## HOW TO COMPLETE THIS TASK
Set down the data below without change, skipping the pictures it holds.

>>>

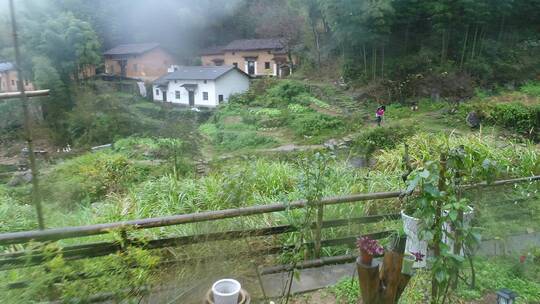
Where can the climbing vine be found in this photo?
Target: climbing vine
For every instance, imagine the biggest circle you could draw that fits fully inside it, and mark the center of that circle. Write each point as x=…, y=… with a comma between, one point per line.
x=443, y=211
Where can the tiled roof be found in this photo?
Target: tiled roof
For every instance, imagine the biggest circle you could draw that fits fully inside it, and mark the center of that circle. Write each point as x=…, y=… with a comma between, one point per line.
x=254, y=44
x=213, y=50
x=6, y=66
x=196, y=73
x=129, y=49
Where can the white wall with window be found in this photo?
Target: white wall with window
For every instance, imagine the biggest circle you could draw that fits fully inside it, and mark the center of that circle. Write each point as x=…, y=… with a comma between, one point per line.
x=206, y=93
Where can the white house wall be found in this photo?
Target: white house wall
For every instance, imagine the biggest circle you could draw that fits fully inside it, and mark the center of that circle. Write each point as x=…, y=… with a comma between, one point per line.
x=176, y=85
x=233, y=82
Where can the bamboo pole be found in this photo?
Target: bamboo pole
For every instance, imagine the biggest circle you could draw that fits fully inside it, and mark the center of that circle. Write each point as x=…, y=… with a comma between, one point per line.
x=92, y=250
x=82, y=231
x=36, y=200
x=13, y=95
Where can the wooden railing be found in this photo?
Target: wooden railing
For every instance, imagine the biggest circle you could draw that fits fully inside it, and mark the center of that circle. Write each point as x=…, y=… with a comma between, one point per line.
x=34, y=257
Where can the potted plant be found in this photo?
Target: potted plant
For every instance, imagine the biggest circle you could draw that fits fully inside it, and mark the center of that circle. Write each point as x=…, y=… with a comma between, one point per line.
x=468, y=216
x=412, y=228
x=408, y=262
x=368, y=247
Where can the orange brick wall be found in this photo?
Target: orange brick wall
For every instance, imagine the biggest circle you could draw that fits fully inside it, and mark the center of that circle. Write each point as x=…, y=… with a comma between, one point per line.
x=8, y=82
x=150, y=65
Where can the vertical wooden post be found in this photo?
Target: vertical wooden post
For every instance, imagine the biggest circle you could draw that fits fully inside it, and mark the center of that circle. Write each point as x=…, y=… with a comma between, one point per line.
x=36, y=200
x=437, y=237
x=318, y=229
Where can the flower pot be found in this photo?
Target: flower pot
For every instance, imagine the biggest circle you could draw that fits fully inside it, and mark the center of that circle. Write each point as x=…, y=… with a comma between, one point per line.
x=407, y=265
x=467, y=218
x=226, y=291
x=411, y=226
x=366, y=258
x=398, y=244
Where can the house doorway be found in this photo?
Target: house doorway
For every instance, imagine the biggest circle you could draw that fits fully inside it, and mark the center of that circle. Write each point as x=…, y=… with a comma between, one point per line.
x=251, y=67
x=191, y=98
x=123, y=64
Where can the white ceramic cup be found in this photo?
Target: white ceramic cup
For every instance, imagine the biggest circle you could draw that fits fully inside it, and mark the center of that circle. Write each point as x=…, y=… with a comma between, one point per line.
x=226, y=291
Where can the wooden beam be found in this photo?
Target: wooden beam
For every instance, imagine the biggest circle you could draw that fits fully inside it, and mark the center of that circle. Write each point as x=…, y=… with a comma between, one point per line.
x=13, y=95
x=35, y=257
x=82, y=231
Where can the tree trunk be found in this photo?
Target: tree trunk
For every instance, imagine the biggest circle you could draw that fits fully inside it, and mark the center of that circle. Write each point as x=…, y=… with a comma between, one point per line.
x=365, y=60
x=464, y=48
x=481, y=43
x=407, y=29
x=474, y=42
x=382, y=62
x=317, y=43
x=374, y=65
x=501, y=29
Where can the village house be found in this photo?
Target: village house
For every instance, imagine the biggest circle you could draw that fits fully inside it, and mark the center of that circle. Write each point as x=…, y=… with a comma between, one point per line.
x=256, y=57
x=9, y=79
x=145, y=61
x=200, y=86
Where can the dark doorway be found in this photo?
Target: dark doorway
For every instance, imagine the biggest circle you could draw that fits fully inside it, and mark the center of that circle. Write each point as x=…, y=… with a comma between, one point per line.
x=251, y=67
x=123, y=64
x=191, y=98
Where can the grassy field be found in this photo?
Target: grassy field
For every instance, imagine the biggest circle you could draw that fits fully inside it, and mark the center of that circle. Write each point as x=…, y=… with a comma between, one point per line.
x=152, y=169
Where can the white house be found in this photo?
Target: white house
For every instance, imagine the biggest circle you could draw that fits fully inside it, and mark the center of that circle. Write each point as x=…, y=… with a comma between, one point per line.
x=200, y=86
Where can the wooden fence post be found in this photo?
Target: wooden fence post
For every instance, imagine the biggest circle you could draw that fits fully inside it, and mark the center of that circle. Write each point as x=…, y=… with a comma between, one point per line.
x=318, y=229
x=36, y=199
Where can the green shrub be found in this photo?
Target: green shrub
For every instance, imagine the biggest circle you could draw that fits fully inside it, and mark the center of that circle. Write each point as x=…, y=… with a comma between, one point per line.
x=531, y=88
x=268, y=117
x=517, y=116
x=209, y=129
x=90, y=177
x=231, y=141
x=298, y=108
x=100, y=119
x=382, y=138
x=314, y=124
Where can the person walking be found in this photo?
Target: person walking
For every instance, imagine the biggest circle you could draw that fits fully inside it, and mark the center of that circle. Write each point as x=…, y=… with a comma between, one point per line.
x=379, y=114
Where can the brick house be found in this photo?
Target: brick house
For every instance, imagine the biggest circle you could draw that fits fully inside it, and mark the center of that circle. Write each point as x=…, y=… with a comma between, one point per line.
x=256, y=57
x=146, y=61
x=8, y=79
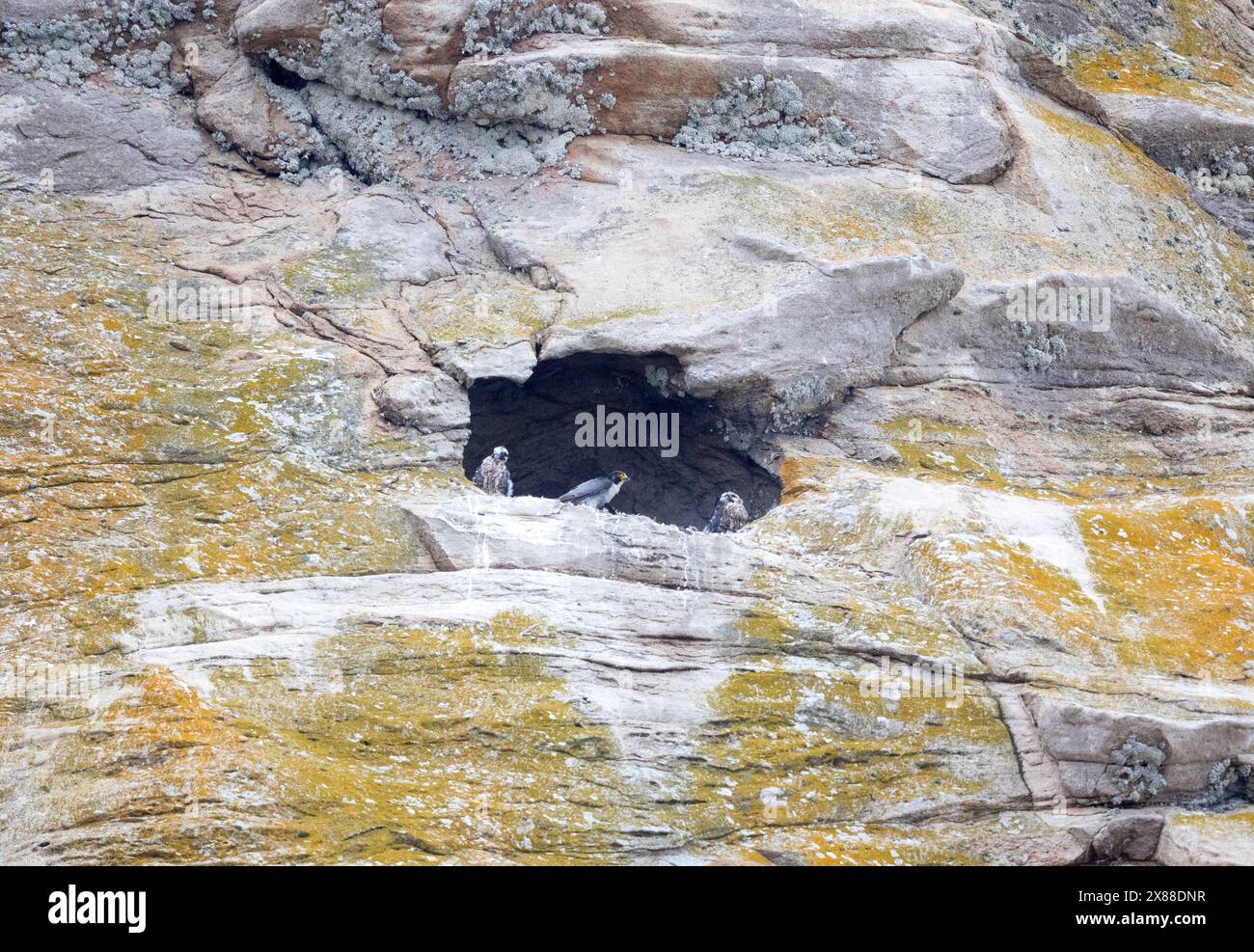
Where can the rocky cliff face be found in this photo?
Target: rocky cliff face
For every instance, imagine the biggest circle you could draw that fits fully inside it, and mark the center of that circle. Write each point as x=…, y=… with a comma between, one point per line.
x=957, y=295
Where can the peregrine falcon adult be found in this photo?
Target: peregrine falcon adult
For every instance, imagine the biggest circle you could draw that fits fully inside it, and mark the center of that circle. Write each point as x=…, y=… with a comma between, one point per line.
x=728, y=514
x=493, y=475
x=596, y=492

<<<

## ANSWER
Where can the climbing vine be found in this photo?
Target: climbing vine
For every instance, imagine the biggest circle you could draw that fits fully inside it, and mark the center of that circle. Write each point as x=…, y=… with a comma between, one point per line.
x=443, y=211
Where can the tiled roof be found in this photo?
Target: tiled roof
For every instance, imagine the biggest circle you could draw that fits fully inside it, and mark the center of that circle. Write each point as x=…, y=… with a comma between, one point per line.
x=254, y=44
x=213, y=50
x=6, y=66
x=196, y=73
x=129, y=49
Where can the white wall with window be found in this photo?
Target: white wall with window
For every instance, imagine the biggest circle you could draw that fits fully inside it, and mark the center of that circle. Write each point as x=…, y=… with a comma between, one point per line.
x=206, y=93
Where can the white house wall be found in this photo?
Target: white house wall
For every instance, imagine the biggest circle you could draw that fits fully inside it, and mark the center of that circle. Write each point as x=…, y=… with a comma between, one point per line.
x=176, y=85
x=233, y=82
Where can the bamboo pole be found in this photo?
Target: bamboo pole
For every instance, imagine the biggest circle you could draw that fits fully inside it, and mark the center of that circle. Write each point as x=…, y=… with a comma between, one point per line.
x=92, y=250
x=82, y=231
x=36, y=200
x=13, y=95
Where can the wooden railing be found in this photo?
Target: wooden railing
For every instance, imagine the biggest circle you could draw that fits fully inside it, and mark the center of that circle. Write each point as x=…, y=… with a comma between, one point per line.
x=34, y=257
Where can the potted plant be found in this photo?
Target: potted plant
For every instance, imagine the biggest circle you could draw that fits fully inside it, and mark the center of that circle. Write each point as x=…, y=… with a comma between, one point per line.
x=468, y=216
x=412, y=228
x=408, y=262
x=368, y=247
Where can the orange brick wall be found in this photo?
Target: orange brick wall
For every instance, imagine the biggest circle you could draw that fits fully inside it, and mark the center of that circle. Write each point as x=…, y=… with a comma between, one point per line.
x=8, y=82
x=150, y=65
Where can the vertical wooden post be found in this photo?
Target: vertical wooden post
For every instance, imagine the biggest circle you could draw that fits fully inside it, and mark the center of that circle. Write each point as x=…, y=… with a comma between, one point per line.
x=36, y=200
x=437, y=237
x=318, y=229
Where can the flower pot be found in this photo?
Target: flower pot
For every instance, imagine the biggest circle you could draw that fits fully inside it, and mark the center of that circle. Write each point as x=…, y=… with a comma between, one point per line.
x=407, y=265
x=467, y=218
x=226, y=291
x=411, y=226
x=366, y=258
x=398, y=244
Where can the house doorway be found in this photo?
Target: house doorway
For every instance, imagine the biggest circle you could draw that fits fully inside it, and mark the center of that circle. Write each point as x=…, y=… with a comma between, one point per line.
x=251, y=67
x=191, y=98
x=123, y=64
Where can the white ceramic cup be found in this photo?
Target: white ceramic cup
For every instance, imagine the biggest circle you could draw that fits fully inside it, and mark the center of that circle. Write each point as x=…, y=… with a comma between, one point per line.
x=226, y=291
Where can the wooden beam be found in this photo?
Target: wooden beam
For every instance, imagine the biggest circle you could draw that fits fully inside it, and mark the center of that circle. Write each point as x=…, y=… with a comma between, one point per line.
x=13, y=95
x=35, y=257
x=82, y=231
Where can the tree trunk be found in this photo?
Target: tree trunk
For every instance, imagine the biggest circle you could draw that fits fully inside it, and mark the center of that circle. Write each point as x=…, y=… with a comma between, one point per line.
x=365, y=60
x=464, y=48
x=481, y=43
x=407, y=29
x=474, y=42
x=382, y=62
x=317, y=43
x=374, y=65
x=501, y=29
Where can the village house be found in this photo?
Target: village house
For every instance, imagine the biggest circle you could draw that fits fully inside it, and mark the center of that circle. Write each point as x=…, y=… with a comma between, one point per line.
x=256, y=57
x=9, y=79
x=145, y=61
x=200, y=86
Where can the dark doorway be found in this photo?
Target: dark doorway
For every instance, imagine the biggest circle you could draw that fits fully inside it, and mark the center of that circle. Write each point as x=…, y=… with a comma between, one point per line.
x=251, y=67
x=123, y=64
x=191, y=98
Where can the grassy field be found in this photo?
Target: grassy field
For every instance, imagine the biggest circle you could draw that fits fully inside it, and mark the center of that circle. Write each point as x=…, y=… with a comma between, one point per line.
x=152, y=169
Where can the white house be found in this photo?
Target: white house
For every instance, imagine the biggest circle you could draw that fits fully inside it, and mark the center of that circle. Write each point as x=…, y=… with a comma between, one point per line.
x=200, y=86
Where can the wooden fence post be found in this photo?
Target: wooden fence post
For every instance, imagine the biggest circle you could draw that fits fully inside it, and mark the center of that circle. Write each point as x=…, y=… with a comma between, one point per line.
x=318, y=229
x=36, y=199
Where can the green shrub be found in this photo?
Target: green shrub
For every instance, imagine the biggest circle you could draw that fits fully inside it, and mark the center of that circle. Write each point as x=…, y=… with a comma between, one point per line.
x=531, y=88
x=268, y=117
x=517, y=116
x=209, y=129
x=90, y=177
x=231, y=141
x=298, y=108
x=100, y=119
x=382, y=138
x=314, y=124
Where can the person walking be found in this photo?
Target: person walking
For every instance, imagine the biggest circle you could draw that fits fully inside it, and mark the center of that circle. Write each point as x=…, y=… with a comma between, one point per line.
x=379, y=114
Where can the brick house be found in this photo?
Target: brick house
For every instance, imagine the biggest circle you could draw that fits fully inside it, and mark the center of that circle. Write each point as x=…, y=… with a comma between, one point per line.
x=256, y=57
x=146, y=61
x=8, y=79
Where can the rocky cliff face be found in this photo?
Target: rocky cliff face
For every instance, imagine the biggest circle you could draw that fits fully inside it, and mark the center of that circle. Write each point as x=…, y=… with a comma between, one point per line.
x=957, y=295
Where can the peregrine falcon adult be found in this photo?
Target: peregrine falcon adult
For every instance, imagine the biggest circle you could draw that fits fully inside it, and mark the center of that circle. Write each point as x=…, y=… with a comma between, one point per line.
x=728, y=514
x=493, y=475
x=596, y=492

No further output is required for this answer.